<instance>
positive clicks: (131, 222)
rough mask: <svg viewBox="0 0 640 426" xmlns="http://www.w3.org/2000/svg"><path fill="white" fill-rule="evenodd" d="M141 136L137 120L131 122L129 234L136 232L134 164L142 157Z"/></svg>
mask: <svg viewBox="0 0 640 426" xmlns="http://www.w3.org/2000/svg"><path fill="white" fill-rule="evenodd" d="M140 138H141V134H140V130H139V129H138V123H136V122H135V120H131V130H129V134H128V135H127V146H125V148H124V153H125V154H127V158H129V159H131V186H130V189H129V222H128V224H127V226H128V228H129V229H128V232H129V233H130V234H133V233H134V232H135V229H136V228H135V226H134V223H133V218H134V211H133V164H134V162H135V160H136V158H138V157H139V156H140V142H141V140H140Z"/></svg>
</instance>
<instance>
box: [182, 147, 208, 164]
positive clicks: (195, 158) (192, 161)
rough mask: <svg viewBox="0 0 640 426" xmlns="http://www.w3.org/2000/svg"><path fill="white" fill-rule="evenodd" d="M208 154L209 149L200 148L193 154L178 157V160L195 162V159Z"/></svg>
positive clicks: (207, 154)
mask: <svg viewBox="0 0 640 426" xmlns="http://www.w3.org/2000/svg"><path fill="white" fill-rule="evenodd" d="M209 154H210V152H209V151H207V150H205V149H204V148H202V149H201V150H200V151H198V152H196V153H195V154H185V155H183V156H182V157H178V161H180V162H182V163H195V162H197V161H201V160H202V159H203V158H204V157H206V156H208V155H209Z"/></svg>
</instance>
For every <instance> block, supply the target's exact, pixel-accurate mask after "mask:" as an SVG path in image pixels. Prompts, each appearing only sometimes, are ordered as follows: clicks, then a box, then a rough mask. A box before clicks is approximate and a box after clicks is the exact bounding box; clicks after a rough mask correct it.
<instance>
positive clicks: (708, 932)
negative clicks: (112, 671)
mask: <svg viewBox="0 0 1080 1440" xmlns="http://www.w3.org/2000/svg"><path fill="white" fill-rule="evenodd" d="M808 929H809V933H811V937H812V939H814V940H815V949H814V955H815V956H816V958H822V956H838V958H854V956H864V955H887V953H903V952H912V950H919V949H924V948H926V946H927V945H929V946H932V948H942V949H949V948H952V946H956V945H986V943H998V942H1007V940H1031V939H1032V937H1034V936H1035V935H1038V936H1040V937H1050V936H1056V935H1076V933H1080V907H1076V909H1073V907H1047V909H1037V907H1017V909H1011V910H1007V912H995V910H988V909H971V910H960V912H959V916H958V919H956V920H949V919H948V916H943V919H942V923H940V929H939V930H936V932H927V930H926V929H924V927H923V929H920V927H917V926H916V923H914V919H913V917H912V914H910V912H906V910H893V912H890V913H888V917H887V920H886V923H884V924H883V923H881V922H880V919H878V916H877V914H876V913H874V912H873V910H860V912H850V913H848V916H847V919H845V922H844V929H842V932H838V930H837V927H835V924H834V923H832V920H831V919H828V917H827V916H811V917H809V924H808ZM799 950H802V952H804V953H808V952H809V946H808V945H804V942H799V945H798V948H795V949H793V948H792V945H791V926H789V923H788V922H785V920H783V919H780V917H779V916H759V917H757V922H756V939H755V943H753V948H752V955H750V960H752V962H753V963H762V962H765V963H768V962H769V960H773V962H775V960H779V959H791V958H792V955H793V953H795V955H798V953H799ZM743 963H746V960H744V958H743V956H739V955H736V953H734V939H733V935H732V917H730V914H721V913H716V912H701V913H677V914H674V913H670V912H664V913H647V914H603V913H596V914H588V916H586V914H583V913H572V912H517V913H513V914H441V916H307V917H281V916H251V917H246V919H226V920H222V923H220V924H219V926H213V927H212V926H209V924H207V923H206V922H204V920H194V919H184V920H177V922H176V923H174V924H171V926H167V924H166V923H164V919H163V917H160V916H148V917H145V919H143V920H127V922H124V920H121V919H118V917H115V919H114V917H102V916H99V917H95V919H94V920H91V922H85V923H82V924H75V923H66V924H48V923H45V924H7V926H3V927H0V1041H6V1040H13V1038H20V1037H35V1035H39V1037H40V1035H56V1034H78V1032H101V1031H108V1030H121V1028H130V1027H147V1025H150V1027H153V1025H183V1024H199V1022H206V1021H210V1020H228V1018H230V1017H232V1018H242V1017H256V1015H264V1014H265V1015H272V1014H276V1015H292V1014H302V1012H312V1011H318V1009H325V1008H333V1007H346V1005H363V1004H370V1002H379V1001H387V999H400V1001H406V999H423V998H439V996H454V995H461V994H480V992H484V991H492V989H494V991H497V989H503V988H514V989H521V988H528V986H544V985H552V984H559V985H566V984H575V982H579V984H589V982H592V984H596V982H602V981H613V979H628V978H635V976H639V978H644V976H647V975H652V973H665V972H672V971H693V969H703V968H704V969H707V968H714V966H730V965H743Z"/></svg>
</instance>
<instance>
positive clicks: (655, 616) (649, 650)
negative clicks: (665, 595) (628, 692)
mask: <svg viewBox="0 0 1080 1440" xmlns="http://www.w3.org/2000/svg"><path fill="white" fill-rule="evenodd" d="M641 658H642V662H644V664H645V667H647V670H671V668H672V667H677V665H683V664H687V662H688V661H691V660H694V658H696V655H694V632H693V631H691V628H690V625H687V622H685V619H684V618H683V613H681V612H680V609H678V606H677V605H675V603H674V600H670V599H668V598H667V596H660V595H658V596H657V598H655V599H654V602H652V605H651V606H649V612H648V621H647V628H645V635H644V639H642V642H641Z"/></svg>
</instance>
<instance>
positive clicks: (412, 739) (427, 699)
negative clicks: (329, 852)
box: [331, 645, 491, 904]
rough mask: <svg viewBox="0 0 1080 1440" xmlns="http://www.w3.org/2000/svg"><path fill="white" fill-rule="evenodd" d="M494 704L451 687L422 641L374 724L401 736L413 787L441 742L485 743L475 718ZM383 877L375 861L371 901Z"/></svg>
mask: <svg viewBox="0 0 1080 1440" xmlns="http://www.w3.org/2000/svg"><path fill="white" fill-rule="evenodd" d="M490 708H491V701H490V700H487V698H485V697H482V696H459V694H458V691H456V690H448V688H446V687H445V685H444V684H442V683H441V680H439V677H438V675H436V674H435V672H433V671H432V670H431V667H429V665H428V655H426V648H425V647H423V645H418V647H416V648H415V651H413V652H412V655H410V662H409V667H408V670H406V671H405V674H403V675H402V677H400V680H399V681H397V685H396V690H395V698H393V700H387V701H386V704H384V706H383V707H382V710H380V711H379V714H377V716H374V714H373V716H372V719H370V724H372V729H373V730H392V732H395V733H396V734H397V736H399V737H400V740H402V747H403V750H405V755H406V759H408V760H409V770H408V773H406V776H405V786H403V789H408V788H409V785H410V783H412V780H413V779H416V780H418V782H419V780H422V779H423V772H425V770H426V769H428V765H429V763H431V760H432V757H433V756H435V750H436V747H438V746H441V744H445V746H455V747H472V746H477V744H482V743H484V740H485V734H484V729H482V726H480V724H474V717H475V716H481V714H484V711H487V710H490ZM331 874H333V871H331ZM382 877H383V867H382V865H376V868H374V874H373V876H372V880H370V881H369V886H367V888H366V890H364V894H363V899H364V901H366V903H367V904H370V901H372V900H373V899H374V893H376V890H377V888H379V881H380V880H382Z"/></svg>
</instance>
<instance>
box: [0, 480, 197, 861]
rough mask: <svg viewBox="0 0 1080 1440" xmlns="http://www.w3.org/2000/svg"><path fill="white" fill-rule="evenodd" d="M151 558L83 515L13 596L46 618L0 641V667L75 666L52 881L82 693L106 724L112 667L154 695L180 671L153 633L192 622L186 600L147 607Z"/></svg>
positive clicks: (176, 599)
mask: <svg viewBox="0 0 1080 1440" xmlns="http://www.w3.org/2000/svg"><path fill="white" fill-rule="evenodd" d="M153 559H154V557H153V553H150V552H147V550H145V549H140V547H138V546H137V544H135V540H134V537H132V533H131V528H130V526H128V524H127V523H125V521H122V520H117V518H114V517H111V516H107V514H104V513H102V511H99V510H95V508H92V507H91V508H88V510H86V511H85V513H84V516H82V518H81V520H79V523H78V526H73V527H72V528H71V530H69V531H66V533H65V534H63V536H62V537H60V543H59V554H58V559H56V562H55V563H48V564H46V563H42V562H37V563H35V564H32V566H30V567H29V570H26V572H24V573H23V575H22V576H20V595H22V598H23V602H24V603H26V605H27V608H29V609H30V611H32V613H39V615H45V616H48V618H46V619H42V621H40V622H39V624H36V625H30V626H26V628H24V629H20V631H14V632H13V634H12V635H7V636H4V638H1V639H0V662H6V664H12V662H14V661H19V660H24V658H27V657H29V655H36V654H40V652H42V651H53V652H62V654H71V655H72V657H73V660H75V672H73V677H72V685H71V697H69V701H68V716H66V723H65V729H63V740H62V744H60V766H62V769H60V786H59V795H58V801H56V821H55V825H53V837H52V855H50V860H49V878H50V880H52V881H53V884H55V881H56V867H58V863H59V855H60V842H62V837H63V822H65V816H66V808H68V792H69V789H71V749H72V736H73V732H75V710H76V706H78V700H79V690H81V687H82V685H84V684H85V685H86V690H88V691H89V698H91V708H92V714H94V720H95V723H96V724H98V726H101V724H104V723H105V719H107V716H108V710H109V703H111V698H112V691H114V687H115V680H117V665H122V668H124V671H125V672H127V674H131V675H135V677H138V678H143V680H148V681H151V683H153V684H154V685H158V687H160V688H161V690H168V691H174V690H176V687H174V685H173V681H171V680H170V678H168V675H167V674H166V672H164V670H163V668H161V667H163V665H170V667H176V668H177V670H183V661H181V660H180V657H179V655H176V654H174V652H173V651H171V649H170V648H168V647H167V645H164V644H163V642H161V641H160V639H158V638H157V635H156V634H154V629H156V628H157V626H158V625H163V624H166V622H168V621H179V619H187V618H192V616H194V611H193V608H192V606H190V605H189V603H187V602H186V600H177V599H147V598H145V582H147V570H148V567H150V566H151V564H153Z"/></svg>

--

— TASK STATEMENT —
Reproduce exactly the stretch of the material above that starts at the line with "positive clicks: (412, 739) (427, 699)" and ends at the line with "box: [331, 645, 491, 904]", both included, and nothing else.

— THE COMPLETED TASK —
positive clicks: (412, 739) (427, 699)
negative clicks: (329, 852)
box: [331, 645, 491, 904]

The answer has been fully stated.